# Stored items
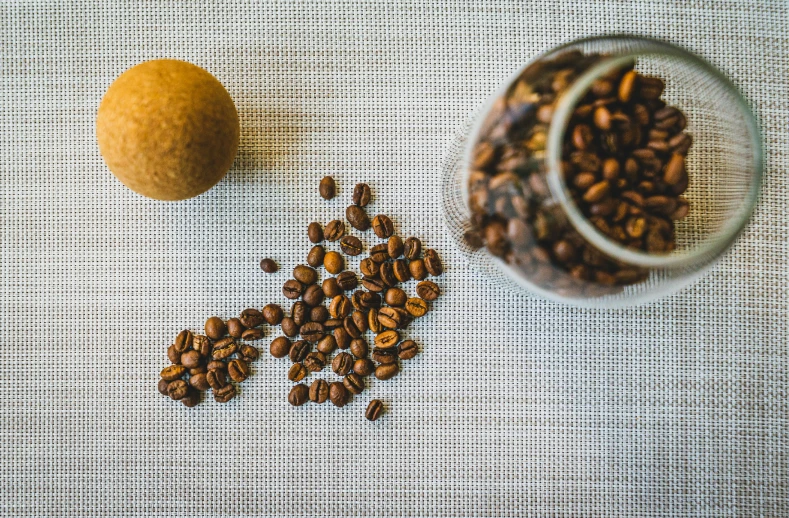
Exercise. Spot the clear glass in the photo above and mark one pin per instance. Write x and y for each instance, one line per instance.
(724, 170)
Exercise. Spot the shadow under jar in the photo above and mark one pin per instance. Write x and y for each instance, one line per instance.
(607, 172)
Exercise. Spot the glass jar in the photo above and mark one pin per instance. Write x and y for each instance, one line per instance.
(607, 172)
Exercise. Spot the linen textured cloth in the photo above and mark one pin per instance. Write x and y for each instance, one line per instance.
(515, 406)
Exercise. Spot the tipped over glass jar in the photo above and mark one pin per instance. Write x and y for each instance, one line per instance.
(607, 172)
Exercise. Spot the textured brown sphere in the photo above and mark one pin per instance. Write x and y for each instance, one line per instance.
(168, 129)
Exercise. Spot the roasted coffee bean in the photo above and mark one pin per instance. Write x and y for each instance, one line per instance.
(268, 265)
(184, 341)
(319, 391)
(315, 232)
(298, 395)
(327, 188)
(386, 371)
(313, 295)
(354, 383)
(342, 364)
(238, 370)
(333, 262)
(379, 253)
(299, 350)
(374, 410)
(357, 217)
(412, 248)
(312, 331)
(428, 290)
(347, 280)
(351, 245)
(334, 230)
(315, 361)
(292, 289)
(361, 194)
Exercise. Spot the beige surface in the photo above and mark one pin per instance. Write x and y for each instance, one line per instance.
(515, 407)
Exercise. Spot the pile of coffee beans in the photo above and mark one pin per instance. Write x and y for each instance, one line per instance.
(623, 161)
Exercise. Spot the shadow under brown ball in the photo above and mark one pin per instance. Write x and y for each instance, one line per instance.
(168, 129)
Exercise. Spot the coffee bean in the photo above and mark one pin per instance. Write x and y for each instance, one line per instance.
(327, 188)
(361, 194)
(268, 265)
(315, 232)
(357, 217)
(387, 371)
(292, 289)
(298, 395)
(238, 370)
(354, 383)
(428, 290)
(374, 410)
(319, 391)
(334, 230)
(342, 364)
(333, 262)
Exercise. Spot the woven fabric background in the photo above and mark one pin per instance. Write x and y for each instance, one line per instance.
(515, 407)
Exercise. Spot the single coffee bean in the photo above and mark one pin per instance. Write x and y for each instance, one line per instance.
(333, 262)
(382, 226)
(251, 317)
(313, 295)
(407, 350)
(235, 328)
(416, 307)
(280, 347)
(418, 268)
(268, 265)
(338, 394)
(334, 230)
(299, 350)
(238, 370)
(357, 217)
(387, 371)
(319, 391)
(412, 248)
(428, 290)
(361, 194)
(374, 410)
(299, 395)
(351, 245)
(354, 383)
(289, 327)
(292, 289)
(315, 232)
(327, 188)
(297, 372)
(342, 364)
(184, 341)
(312, 331)
(177, 389)
(173, 372)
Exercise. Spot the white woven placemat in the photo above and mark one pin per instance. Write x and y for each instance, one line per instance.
(515, 407)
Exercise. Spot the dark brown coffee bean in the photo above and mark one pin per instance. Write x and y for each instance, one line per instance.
(315, 232)
(342, 364)
(327, 188)
(374, 410)
(334, 230)
(357, 217)
(298, 395)
(268, 265)
(354, 383)
(361, 194)
(387, 371)
(333, 262)
(351, 245)
(292, 289)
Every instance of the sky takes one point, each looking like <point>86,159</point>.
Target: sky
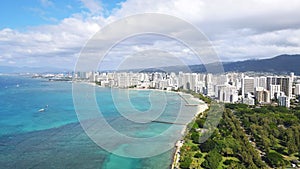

# Problem details
Set every entry down again word for word, but not the pictures.

# Finished exercise
Exercise. Spot the clear glass in the photo above and mark one pin per instance. Write x and y for each instance, one line per instance.
(724, 170)
Exercise. Spot the shadow under jar in the photo above and mark one pin per instance. Write x and y for each instance, one line per instance.
(607, 172)
Exercise. Spot the glass jar in the photo above and mark one pin per instance. Write x and y for each instance, one line per instance.
(607, 172)
Exercise. Spot the linen textured cloth in the photo above and mark one pin per instance. Write x and y for each instance, one line per instance.
(515, 406)
Exercise. Spot the tipped over glass jar in the photo above and mark one pin per instance. Write x and y for each instance, one line per instance.
(607, 172)
Exercise. Spot the textured brown sphere in the photo above and mark one pin per instance. Write x and y for each instance, one line per instance.
(168, 129)
Exercise. Spot the roasted coffee bean in the photo above and mark one pin per instance. Write x and y for each instance, one line per instance.
(268, 265)
(184, 341)
(319, 391)
(315, 232)
(298, 395)
(327, 188)
(386, 371)
(313, 295)
(354, 383)
(342, 364)
(238, 370)
(333, 262)
(379, 253)
(299, 350)
(374, 410)
(357, 217)
(412, 248)
(312, 331)
(428, 290)
(347, 280)
(351, 245)
(334, 230)
(315, 361)
(292, 289)
(361, 194)
Exercise. Spot the beige surface in the photo above and mark one pin per instance. Write x and y for each instance, one line per instance.
(515, 407)
Exercise. Spot the pile of coffee beans in the photo above and mark one pin per instance. Write x and y for each instance, one line per instance.
(623, 161)
Exercise. Spot the shadow under brown ball in the photo above and mark one pin per instance. Write x and y for each instance, one line per instance.
(168, 129)
Exercise. Spot the coffee bean in the photo above and mark one pin per instance. Write x and y for each instance, one line per instance.
(327, 188)
(361, 194)
(268, 265)
(315, 232)
(357, 217)
(387, 371)
(292, 289)
(298, 395)
(238, 370)
(354, 383)
(428, 290)
(374, 410)
(319, 391)
(334, 230)
(342, 364)
(333, 262)
Exercise. Spot the woven fabric background in the photo above and mark one pin per instance. Write x and y for each instance, one line per instance.
(515, 407)
Exercise. Spot the single coffee bean in the photo above and mark one pin per instance. Write x and y for each instance, one line per instance.
(333, 262)
(382, 226)
(251, 317)
(313, 295)
(407, 350)
(235, 328)
(416, 307)
(280, 347)
(418, 268)
(268, 265)
(338, 394)
(334, 230)
(299, 350)
(238, 370)
(357, 217)
(387, 371)
(319, 391)
(412, 248)
(428, 290)
(361, 194)
(374, 410)
(299, 395)
(351, 245)
(354, 383)
(289, 327)
(292, 289)
(315, 232)
(327, 188)
(297, 372)
(342, 364)
(184, 341)
(312, 331)
(177, 389)
(173, 372)
Exercise. Spot the white woven placemat in the photo above and mark one pin per instance. Write x and y for each instance, one line per instance.
(515, 407)
Exercise. Spot the dark brown coffee bean in the photo above and mark one pin per instance. Write x and y for each instance, one line per instance.
(315, 232)
(342, 364)
(327, 188)
(374, 410)
(334, 230)
(357, 217)
(298, 395)
(268, 265)
(354, 383)
(361, 194)
(387, 371)
(333, 262)
(351, 245)
(292, 289)
Every instance of the sky takes one point, each looking like <point>86,159</point>.
Target: sky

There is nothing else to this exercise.